** OBJECTIVE **
Count the lines in the rows below that contain the string "pillar", and reply with that number alone.

** SUPPLIED DATA **
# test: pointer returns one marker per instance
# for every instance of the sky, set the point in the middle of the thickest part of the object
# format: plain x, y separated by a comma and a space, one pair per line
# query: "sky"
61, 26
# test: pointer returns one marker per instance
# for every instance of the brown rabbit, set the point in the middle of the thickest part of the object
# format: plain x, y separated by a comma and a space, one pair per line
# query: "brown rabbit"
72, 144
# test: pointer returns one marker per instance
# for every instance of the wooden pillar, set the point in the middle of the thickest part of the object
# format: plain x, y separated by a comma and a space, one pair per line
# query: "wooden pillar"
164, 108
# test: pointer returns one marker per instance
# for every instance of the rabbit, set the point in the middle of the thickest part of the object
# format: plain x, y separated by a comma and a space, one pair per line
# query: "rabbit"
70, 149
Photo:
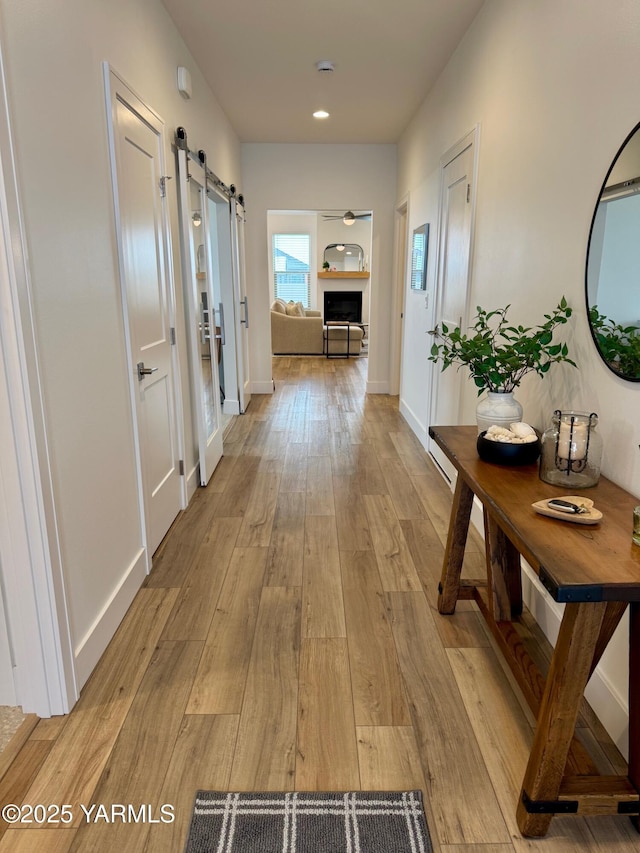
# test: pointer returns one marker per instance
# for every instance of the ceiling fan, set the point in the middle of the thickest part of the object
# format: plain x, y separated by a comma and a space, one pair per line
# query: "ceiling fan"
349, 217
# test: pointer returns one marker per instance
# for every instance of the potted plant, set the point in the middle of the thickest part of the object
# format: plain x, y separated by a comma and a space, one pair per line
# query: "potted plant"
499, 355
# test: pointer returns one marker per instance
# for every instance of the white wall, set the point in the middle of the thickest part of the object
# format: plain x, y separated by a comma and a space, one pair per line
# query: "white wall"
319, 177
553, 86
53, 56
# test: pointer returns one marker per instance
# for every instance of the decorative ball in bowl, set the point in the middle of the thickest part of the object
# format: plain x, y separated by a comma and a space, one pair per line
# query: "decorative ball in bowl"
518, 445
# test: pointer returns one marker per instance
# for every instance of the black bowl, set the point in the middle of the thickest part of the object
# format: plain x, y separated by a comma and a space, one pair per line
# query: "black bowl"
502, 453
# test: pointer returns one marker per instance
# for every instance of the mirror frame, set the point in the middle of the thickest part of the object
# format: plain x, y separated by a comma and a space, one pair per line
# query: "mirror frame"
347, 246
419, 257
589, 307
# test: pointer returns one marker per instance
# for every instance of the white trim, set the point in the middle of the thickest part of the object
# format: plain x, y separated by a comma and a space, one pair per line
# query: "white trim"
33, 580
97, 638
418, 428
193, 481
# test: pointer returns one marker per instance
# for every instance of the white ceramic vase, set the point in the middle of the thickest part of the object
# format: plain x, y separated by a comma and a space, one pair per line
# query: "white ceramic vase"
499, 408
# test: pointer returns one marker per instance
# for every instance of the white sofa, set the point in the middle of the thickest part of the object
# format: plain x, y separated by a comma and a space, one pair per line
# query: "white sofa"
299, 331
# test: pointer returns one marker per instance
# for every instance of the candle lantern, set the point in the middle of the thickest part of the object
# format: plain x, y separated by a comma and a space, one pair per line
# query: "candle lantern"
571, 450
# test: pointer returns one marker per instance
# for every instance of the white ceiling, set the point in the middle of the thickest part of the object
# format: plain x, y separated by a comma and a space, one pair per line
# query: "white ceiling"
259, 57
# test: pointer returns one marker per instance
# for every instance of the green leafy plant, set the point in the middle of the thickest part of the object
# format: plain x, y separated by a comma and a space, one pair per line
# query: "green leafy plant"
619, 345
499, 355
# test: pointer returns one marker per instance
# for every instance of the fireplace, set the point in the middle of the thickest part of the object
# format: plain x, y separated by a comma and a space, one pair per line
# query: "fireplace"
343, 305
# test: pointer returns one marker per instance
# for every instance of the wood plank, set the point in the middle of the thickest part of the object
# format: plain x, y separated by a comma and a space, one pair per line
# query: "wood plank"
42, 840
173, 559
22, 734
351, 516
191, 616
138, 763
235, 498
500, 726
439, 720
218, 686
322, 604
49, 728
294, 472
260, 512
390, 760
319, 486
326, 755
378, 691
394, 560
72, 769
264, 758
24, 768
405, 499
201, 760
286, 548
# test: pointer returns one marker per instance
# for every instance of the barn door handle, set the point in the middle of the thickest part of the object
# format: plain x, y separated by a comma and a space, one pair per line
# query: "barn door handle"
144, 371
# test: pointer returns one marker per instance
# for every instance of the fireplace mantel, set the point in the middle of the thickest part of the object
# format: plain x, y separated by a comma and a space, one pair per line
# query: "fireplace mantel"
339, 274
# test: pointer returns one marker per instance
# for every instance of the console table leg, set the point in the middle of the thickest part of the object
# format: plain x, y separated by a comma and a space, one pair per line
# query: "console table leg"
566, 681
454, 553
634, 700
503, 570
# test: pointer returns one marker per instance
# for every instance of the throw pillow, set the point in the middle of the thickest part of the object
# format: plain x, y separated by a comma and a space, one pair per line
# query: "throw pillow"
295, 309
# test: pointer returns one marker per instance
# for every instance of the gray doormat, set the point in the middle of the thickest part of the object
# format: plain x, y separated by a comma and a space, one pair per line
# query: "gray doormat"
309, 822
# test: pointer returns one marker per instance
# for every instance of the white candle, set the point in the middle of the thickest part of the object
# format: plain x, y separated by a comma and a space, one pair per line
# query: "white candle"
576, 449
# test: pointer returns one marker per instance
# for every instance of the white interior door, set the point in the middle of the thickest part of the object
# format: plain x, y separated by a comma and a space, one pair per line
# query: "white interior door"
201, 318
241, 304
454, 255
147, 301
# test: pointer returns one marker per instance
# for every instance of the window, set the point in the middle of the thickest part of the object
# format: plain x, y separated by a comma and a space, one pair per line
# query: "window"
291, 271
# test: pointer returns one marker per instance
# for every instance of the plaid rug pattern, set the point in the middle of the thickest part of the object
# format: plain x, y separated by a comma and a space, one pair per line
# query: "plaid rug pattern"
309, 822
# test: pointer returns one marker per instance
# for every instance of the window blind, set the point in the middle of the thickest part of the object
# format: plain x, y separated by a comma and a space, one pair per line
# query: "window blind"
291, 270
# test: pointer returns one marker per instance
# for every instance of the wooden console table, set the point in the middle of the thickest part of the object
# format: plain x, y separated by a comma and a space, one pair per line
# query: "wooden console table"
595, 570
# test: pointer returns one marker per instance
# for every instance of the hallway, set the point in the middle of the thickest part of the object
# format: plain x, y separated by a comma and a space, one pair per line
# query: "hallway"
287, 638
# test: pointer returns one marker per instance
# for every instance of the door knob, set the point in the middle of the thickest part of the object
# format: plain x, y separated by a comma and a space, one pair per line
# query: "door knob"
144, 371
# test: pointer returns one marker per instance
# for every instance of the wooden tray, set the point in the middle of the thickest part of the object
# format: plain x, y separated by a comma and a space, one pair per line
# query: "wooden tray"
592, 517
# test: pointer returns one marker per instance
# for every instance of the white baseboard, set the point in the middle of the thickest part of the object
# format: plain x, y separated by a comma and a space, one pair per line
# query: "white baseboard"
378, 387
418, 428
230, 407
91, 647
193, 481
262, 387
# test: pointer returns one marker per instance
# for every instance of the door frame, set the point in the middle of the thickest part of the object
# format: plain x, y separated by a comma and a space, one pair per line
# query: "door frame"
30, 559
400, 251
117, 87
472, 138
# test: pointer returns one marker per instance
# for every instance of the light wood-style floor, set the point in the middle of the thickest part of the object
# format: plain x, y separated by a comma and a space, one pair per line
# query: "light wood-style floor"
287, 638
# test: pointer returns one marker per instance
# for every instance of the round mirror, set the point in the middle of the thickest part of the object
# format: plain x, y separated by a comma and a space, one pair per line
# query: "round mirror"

** RESULT **
2